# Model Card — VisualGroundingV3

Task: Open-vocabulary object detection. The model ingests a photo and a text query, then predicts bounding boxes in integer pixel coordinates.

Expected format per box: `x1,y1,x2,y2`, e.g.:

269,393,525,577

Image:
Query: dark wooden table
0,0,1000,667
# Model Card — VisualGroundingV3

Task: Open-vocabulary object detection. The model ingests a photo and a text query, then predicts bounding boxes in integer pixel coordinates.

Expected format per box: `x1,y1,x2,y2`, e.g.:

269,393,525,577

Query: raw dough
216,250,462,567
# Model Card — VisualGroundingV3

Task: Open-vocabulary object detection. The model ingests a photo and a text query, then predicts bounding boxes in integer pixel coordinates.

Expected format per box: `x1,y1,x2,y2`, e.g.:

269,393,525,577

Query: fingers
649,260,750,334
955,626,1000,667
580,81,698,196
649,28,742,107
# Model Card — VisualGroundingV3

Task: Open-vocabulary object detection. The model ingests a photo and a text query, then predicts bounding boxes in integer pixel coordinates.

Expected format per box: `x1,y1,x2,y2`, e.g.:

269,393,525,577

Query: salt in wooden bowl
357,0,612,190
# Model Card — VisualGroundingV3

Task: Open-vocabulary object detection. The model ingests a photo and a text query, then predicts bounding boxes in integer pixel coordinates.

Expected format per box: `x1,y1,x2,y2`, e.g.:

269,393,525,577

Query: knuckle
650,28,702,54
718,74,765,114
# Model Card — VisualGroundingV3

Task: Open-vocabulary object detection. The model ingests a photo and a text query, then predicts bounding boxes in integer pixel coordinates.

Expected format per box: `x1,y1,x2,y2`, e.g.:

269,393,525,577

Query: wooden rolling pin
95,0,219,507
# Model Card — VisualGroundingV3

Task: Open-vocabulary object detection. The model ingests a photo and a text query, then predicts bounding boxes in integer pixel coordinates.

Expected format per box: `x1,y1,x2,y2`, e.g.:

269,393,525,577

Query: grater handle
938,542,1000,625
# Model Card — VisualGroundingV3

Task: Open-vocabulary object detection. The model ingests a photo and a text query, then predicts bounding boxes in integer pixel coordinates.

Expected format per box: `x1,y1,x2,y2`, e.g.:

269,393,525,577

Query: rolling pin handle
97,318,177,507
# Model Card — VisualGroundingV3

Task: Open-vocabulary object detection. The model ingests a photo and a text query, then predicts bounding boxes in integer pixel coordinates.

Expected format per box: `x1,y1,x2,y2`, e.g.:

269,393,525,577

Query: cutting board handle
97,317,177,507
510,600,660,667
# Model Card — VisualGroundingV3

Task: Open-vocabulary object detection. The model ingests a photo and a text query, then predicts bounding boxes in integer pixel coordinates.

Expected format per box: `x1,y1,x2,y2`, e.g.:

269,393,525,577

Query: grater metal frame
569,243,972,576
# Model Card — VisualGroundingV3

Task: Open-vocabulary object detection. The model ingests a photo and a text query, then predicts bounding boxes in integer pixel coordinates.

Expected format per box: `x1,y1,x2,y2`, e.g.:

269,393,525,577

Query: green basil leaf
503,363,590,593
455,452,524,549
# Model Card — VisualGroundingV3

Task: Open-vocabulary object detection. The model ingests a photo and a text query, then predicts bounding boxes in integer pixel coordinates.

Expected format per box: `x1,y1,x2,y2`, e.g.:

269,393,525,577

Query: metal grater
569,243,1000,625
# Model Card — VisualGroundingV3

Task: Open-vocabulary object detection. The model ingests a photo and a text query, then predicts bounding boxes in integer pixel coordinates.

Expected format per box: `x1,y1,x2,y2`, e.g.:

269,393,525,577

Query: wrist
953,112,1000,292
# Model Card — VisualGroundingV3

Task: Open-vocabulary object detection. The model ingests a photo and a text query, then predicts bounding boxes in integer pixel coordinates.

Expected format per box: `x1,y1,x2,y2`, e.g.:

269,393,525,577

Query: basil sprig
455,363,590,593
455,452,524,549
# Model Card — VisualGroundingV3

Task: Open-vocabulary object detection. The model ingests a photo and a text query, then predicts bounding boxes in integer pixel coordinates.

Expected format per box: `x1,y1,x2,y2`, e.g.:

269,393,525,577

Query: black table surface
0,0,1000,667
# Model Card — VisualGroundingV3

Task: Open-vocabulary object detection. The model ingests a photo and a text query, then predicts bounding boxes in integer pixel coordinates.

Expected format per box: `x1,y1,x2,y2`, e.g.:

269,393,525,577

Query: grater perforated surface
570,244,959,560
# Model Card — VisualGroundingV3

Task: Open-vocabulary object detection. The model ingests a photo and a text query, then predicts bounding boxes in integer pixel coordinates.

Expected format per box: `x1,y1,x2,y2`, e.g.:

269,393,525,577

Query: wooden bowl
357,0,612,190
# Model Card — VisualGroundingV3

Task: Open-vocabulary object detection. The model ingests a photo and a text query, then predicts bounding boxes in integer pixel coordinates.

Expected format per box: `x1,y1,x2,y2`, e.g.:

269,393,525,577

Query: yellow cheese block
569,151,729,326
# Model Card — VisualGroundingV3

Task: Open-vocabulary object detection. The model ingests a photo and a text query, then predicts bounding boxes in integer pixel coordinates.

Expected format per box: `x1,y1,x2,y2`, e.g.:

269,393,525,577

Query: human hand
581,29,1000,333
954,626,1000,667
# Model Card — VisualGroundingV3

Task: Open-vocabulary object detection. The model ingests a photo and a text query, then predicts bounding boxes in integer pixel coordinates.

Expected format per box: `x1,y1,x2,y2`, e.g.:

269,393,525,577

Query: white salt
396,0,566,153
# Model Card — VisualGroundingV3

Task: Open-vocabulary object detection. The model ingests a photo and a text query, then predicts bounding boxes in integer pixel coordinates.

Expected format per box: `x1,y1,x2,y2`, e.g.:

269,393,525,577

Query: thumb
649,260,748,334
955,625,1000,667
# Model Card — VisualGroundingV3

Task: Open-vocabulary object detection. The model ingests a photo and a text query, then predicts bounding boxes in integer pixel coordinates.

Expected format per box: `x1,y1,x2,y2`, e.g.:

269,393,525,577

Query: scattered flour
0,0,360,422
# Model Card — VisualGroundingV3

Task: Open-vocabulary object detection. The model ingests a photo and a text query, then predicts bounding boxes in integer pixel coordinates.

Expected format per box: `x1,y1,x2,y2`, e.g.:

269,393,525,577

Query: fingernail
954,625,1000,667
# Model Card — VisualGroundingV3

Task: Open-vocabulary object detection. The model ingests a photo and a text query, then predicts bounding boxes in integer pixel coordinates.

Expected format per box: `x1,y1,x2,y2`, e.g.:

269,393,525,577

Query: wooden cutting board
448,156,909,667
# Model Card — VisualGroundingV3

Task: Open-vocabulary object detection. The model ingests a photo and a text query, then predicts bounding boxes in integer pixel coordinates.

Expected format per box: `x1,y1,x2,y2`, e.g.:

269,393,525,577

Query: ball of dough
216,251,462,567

STATED PROBLEM: Put every line of the entries above into a JSON list of strings, one string per line, leaving out blank lines.

RESULT OF THIS EXERCISE:
[
  "# Model Card — VisualGroundingV3",
  "Task: Open-vocabulary object detection. The model ingests a photo and a text query, then predicts bounding boxes in integer pixel coordinates.",
  "Expected format per box: `x1,y1,x2,y2`, e.g.:",
  "269,393,525,577",
  "Image:",
  "Query: dark wooden table",
  "0,0,1000,667",
  "# Model Card — VisualGroundingV3",
  "Task: Open-vocabulary object detection. The model ingests a photo and a text query, then predicts bounding boxes in integer pixel coordinates.",
  "Expected format per box: `x1,y1,x2,y2`, e.g.:",
  "269,393,525,577",
  "Query: raw dough",
  "216,250,462,567",
  "# Model Card — VisualGroundingV3",
  "Task: Open-vocabulary object detection. The model ingests a photo and a text query, then predicts bounding boxes in integer pixel coordinates.",
  "Expected format per box: `x1,y1,x2,y2`, e.g.:",
  "269,393,525,577",
  "Query: fingers",
  "649,260,750,334",
  "955,626,1000,667",
  "580,81,698,196",
  "649,28,742,107",
  "# Model Card — VisualGroundingV3",
  "Task: Open-vocabulary object detection. The model ingests a photo and a text query, then predicts bounding boxes in integer pixel coordinates.",
  "Expected format per box: `x1,y1,x2,y2`, e.g.:",
  "269,393,525,577",
  "Query: salt in wooden bowl",
  "357,0,612,190",
  "# Model Card — VisualGroundingV3",
  "Task: Open-vocabulary object detection. The model ingests a photo and a text query, then predicts bounding boxes in integer pixel coordinates.",
  "Expected format per box: `x1,y1,x2,y2`, e.g.:",
  "269,393,525,577",
  "Query: knuckle",
  "650,28,702,54",
  "718,74,765,114",
  "# Model Card — VisualGroundingV3",
  "Task: Open-vocabulary object detection. The model ingests a photo and a text query, then predicts bounding boxes in integer pixel coordinates.",
  "Expected format per box: `x1,y1,x2,y2`, e.g.:",
  "269,393,525,577",
  "Query: wooden rolling pin",
  "95,0,219,507",
  "# Model Card — VisualGroundingV3",
  "Task: Open-vocabulary object detection. The model ingests a photo and a text query, then predicts bounding boxes in integer pixel coordinates.",
  "Expected format per box: `x1,y1,x2,y2`, e.g.:",
  "269,393,525,577",
  "Query: grater handle",
  "938,542,1000,625",
  "# Model Card — VisualGroundingV3",
  "Task: Open-vocabulary object detection. The model ingests a photo and a text query, then predicts bounding boxes in integer pixel coordinates.",
  "Expected format per box: `x1,y1,x2,y2`, e.g.:",
  "269,393,525,577",
  "Query: rolling pin handle",
  "97,318,177,507",
  "# Model Card — VisualGroundingV3",
  "Task: Open-vocabulary object detection. The model ingests a photo and a text query, then predicts bounding boxes in integer pixel coordinates.",
  "Expected format per box: `x1,y1,x2,y2`, e.g.:",
  "269,393,525,577",
  "Query: cutting board handle",
  "97,317,177,507",
  "510,600,660,667",
  "# Model Card — VisualGroundingV3",
  "Task: Open-vocabulary object detection. The model ingests a photo and a text query, then predicts bounding boxes in integer pixel coordinates.",
  "Expected format per box: `x1,y1,x2,y2`, e.g.:",
  "269,393,525,577",
  "Query: grater metal frame",
  "569,243,972,576",
  "# Model Card — VisualGroundingV3",
  "Task: Open-vocabulary object detection. The model ingests a photo and a text query, then predicts bounding boxes in integer pixel coordinates.",
  "Expected format per box: `x1,y1,x2,y2`, e.g.:",
  "269,393,525,577",
  "Query: green basil leaf",
  "503,363,590,593",
  "455,452,524,549",
  "# Model Card — VisualGroundingV3",
  "Task: Open-vocabulary object detection. The model ingests a photo and a text query, then predicts bounding boxes in integer pixel coordinates.",
  "Expected format per box: `x1,y1,x2,y2`, e.g.:",
  "269,393,525,577",
  "Query: metal grater",
  "569,243,1000,625",
  "# Model Card — VisualGroundingV3",
  "Task: Open-vocabulary object detection. The model ingests a photo and a text query, then predicts bounding boxes in integer pixel coordinates.",
  "Expected format per box: `x1,y1,x2,y2`, e.g.:",
  "269,393,525,577",
  "Query: wrist",
  "953,112,1000,292",
  "# Model Card — VisualGroundingV3",
  "Task: Open-vocabulary object detection. The model ingests a photo and a text query, then predicts bounding boxes in integer pixel coordinates.",
  "Expected format per box: `x1,y1,x2,y2`, e.g.:",
  "269,393,525,577",
  "Query: basil sprig",
  "455,363,590,593",
  "455,452,524,549",
  "# Model Card — VisualGroundingV3",
  "Task: Open-vocabulary object detection. The model ingests a photo and a text query, then predicts bounding boxes in integer pixel coordinates.",
  "Expected format per box: `x1,y1,x2,y2`, e.g.:",
  "269,393,525,577",
  "Query: black table surface",
  "0,0,1000,667",
  "# Model Card — VisualGroundingV3",
  "Task: Open-vocabulary object detection. The model ingests a photo and a text query, then predicts bounding boxes in integer pixel coordinates.",
  "Expected format per box: `x1,y1,x2,y2`, e.g.:",
  "269,393,525,577",
  "Query: grater perforated surface",
  "570,244,959,560",
  "# Model Card — VisualGroundingV3",
  "Task: Open-vocabulary object detection. The model ingests a photo and a text query, then predicts bounding boxes in integer pixel coordinates.",
  "Expected format per box: `x1,y1,x2,y2`, e.g.:",
  "269,393,525,577",
  "Query: wooden bowl",
  "357,0,612,190",
  "# Model Card — VisualGroundingV3",
  "Task: Open-vocabulary object detection. The model ingests a photo and a text query, then predicts bounding boxes in integer pixel coordinates.",
  "Expected format per box: `x1,y1,x2,y2`, e.g.:",
  "269,393,525,577",
  "Query: yellow cheese block",
  "569,151,729,326",
  "# Model Card — VisualGroundingV3",
  "Task: Open-vocabulary object detection. The model ingests a photo and a text query, then predicts bounding boxes in integer pixel coordinates.",
  "Expected format per box: `x1,y1,x2,y2`, e.g.:",
  "269,393,525,577",
  "Query: human hand",
  "581,29,1000,333",
  "954,626,1000,667",
  "# Model Card — VisualGroundingV3",
  "Task: Open-vocabulary object detection. The model ingests a photo and a text query, then predicts bounding boxes in integer pixel coordinates.",
  "Expected format per box: `x1,y1,x2,y2`, e.g.:",
  "269,393,525,577",
  "Query: white salt",
  "396,0,566,153",
  "# Model Card — VisualGroundingV3",
  "Task: Open-vocabulary object detection. The model ingests a photo and a text query, then predicts bounding boxes in integer pixel coordinates.",
  "Expected format per box: `x1,y1,x2,y2`, e.g.:",
  "269,393,525,577",
  "Query: thumb",
  "649,260,748,334",
  "955,625,1000,667",
  "# Model Card — VisualGroundingV3",
  "Task: Open-vocabulary object detection. The model ingests a photo and a text query, then predicts bounding boxes in integer pixel coordinates.",
  "Expected format per box: `x1,y1,x2,y2`, e.g.:",
  "269,393,525,577",
  "Query: scattered flour",
  "0,0,360,422",
  "# Model Card — VisualGroundingV3",
  "Task: Open-vocabulary object detection. The model ingests a photo and a text query, then predicts bounding boxes in integer pixel coordinates.",
  "Expected format per box: `x1,y1,x2,y2`, e.g.:",
  "269,393,525,577",
  "Query: fingernail",
  "954,625,1000,667",
  "# Model Card — VisualGroundingV3",
  "Task: Open-vocabulary object detection. The model ingests a photo and a text query, then predicts bounding boxes in integer pixel coordinates.",
  "Expected format per box: `x1,y1,x2,y2`, e.g.:",
  "269,393,525,577",
  "Query: wooden cutting board",
  "448,156,909,667",
  "# Model Card — VisualGroundingV3",
  "Task: Open-vocabulary object detection. The model ingests a photo and a text query, then predicts bounding boxes in integer pixel coordinates.",
  "Expected format per box: `x1,y1,x2,y2`, e.g.:",
  "269,393,525,577",
  "Query: ball of dough",
  "216,251,462,567"
]